## TASK INSTRUCTIONS
Only certain lines below are wanted: those starting at the line containing "locate the wooden table" and ending at the line containing "locate the sandwich cookie in the photo above", both included, each retyped exactly.
(RAW DATA begins)
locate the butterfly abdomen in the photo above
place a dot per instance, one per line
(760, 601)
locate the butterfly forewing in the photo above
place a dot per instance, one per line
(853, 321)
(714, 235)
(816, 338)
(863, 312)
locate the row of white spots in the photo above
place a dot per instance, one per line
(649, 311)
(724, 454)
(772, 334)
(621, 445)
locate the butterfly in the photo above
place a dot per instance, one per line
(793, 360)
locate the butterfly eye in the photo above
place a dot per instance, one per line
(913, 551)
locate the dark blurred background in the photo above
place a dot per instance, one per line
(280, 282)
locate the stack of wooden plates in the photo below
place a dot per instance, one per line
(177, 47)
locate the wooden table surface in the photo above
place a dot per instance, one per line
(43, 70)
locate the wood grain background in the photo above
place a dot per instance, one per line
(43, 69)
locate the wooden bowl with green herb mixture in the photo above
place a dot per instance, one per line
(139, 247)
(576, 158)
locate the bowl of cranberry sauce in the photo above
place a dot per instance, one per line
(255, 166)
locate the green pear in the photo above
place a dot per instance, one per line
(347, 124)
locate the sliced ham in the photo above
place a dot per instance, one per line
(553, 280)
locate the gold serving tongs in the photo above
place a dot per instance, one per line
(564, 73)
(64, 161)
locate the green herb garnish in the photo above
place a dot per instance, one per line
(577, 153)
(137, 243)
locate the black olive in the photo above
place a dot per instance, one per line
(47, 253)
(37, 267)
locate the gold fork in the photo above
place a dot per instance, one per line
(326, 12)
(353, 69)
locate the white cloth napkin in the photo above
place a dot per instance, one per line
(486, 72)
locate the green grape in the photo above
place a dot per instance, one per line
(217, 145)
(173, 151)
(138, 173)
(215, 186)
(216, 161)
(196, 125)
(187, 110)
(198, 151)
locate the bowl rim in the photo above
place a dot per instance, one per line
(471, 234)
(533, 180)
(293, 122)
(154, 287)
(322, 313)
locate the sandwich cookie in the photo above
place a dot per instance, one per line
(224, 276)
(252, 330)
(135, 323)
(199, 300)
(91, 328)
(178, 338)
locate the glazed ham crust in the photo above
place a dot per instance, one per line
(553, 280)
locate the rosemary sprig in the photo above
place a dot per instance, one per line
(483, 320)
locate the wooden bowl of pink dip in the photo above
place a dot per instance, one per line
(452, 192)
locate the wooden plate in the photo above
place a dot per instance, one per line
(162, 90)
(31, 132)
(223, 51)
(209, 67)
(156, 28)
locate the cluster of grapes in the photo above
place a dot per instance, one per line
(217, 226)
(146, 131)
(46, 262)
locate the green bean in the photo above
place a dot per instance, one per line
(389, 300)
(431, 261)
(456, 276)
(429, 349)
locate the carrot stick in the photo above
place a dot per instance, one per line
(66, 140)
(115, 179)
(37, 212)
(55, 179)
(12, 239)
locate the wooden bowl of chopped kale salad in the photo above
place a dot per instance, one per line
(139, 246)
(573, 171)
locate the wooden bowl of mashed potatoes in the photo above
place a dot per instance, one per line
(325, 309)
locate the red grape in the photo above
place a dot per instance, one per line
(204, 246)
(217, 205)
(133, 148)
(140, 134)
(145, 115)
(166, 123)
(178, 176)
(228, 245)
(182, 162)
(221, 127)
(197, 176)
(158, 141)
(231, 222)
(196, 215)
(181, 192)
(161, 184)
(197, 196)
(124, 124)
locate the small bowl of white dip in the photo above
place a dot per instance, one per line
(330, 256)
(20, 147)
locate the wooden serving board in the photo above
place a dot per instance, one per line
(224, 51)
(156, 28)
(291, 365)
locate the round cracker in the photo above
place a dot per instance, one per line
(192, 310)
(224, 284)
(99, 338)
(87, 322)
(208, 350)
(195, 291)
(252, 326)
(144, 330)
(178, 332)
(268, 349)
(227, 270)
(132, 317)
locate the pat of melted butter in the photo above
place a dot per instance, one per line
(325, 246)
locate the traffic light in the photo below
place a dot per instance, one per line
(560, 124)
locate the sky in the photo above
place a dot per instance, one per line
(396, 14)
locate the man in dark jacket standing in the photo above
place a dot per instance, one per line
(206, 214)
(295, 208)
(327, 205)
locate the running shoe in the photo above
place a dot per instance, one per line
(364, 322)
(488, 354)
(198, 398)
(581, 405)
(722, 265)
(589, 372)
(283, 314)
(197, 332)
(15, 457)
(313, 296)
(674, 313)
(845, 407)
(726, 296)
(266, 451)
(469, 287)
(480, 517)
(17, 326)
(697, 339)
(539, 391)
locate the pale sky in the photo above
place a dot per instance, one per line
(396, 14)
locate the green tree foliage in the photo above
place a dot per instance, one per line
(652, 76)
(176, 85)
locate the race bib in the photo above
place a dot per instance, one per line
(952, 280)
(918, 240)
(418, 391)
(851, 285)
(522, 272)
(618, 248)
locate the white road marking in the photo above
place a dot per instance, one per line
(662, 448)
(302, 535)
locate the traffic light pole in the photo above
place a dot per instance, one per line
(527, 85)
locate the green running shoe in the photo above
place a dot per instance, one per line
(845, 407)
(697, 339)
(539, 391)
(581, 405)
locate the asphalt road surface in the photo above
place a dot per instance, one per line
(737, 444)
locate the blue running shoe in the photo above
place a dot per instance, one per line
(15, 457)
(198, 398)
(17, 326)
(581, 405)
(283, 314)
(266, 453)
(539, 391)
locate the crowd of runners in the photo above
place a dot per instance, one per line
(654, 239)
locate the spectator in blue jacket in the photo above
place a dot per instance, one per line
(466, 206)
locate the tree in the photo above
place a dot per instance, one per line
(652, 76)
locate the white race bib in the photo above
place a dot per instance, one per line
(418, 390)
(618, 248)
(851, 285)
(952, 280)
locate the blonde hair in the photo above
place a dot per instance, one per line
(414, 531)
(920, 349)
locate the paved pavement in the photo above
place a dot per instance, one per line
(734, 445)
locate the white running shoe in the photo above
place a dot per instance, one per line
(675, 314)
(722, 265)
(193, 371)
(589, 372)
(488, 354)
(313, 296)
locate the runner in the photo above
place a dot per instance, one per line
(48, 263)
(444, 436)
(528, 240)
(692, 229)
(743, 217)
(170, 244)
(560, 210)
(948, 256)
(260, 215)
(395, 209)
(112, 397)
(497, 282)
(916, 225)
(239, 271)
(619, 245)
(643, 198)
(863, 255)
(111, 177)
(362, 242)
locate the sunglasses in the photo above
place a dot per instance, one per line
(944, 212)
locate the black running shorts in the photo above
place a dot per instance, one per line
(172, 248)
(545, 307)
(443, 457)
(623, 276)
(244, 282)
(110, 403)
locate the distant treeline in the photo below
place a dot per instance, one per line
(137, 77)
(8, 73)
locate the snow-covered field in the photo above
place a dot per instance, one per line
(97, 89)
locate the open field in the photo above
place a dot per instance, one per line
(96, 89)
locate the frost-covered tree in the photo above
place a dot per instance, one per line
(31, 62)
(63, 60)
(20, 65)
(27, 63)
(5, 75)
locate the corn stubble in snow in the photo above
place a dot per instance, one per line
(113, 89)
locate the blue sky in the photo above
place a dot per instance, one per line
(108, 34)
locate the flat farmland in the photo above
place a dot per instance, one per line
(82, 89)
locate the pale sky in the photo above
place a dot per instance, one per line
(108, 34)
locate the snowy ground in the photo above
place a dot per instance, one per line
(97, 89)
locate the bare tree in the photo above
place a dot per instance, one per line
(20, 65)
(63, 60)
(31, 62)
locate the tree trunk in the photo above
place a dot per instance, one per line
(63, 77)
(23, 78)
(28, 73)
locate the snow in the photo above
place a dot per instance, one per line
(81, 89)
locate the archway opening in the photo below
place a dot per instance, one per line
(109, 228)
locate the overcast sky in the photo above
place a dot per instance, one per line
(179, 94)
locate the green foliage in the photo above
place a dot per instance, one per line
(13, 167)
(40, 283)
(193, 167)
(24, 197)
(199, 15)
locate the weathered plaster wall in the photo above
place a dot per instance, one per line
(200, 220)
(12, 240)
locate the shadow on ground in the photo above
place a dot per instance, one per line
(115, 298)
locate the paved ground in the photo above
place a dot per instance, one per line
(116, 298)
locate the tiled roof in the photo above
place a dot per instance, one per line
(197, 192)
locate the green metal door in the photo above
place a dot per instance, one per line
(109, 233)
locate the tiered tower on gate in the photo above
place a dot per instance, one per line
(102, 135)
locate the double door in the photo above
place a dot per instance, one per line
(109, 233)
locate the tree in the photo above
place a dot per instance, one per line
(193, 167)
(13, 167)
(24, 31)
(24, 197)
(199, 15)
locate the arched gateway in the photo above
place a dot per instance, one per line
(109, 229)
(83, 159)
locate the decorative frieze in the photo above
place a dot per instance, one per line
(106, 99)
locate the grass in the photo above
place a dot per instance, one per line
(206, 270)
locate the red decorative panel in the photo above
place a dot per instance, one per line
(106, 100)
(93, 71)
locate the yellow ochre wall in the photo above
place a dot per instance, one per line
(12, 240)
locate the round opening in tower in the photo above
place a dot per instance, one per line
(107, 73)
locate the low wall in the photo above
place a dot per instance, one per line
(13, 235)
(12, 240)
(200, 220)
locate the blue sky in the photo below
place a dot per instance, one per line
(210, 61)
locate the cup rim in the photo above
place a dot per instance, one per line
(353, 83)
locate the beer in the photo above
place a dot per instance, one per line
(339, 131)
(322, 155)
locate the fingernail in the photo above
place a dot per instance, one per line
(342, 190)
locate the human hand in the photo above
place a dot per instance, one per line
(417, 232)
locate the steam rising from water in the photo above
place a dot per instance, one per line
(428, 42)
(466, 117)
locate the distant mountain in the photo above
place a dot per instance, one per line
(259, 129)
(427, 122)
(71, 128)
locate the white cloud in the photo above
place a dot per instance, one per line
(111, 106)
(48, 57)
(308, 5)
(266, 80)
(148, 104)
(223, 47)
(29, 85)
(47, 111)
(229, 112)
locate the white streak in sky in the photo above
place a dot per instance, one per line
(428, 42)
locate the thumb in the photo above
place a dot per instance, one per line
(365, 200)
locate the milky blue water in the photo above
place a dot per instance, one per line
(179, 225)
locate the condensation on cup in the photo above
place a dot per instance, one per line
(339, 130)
(RAW DATA ends)
## EXERCISE OUTPUT
locate the wooden table surface in the photo above
place a dot per instance, one per line
(43, 70)
locate the wood grain background in the photo above
place a dot per instance, one per line
(43, 69)
locate the wooden bowl with green herb mixture in the photo above
place a dot per instance, one per line
(139, 247)
(576, 158)
locate the bowl of cranberry sauce in the photo above
place a dot per instance, one per line
(255, 166)
locate the green pear in the photo above
place a dot per instance, one per line
(347, 124)
locate the sliced ham in the photo above
place a dot per instance, one per line
(553, 280)
locate the gold serving tongs in the photo above
place a dot per instance, one per line
(564, 73)
(64, 161)
locate the green herb garnish in the photo above
place a dot per instance, one per line
(577, 153)
(137, 243)
locate the black olive in the photo above
place a dot per instance, one per line
(47, 253)
(37, 267)
locate the gold fork in the photo above
place a dot per instance, one per line
(326, 12)
(353, 69)
locate the white cloth napkin in the photo above
place a dot per instance, one per line
(486, 72)
locate the green grape in the photo above
place a dot per instance, one per line
(217, 145)
(173, 151)
(138, 173)
(215, 186)
(216, 161)
(196, 125)
(187, 110)
(198, 151)
locate the bowl rim in the photo above
place a dot per instance, one per line
(471, 234)
(533, 180)
(293, 122)
(154, 287)
(322, 313)
locate the sandwich cookie in the photo above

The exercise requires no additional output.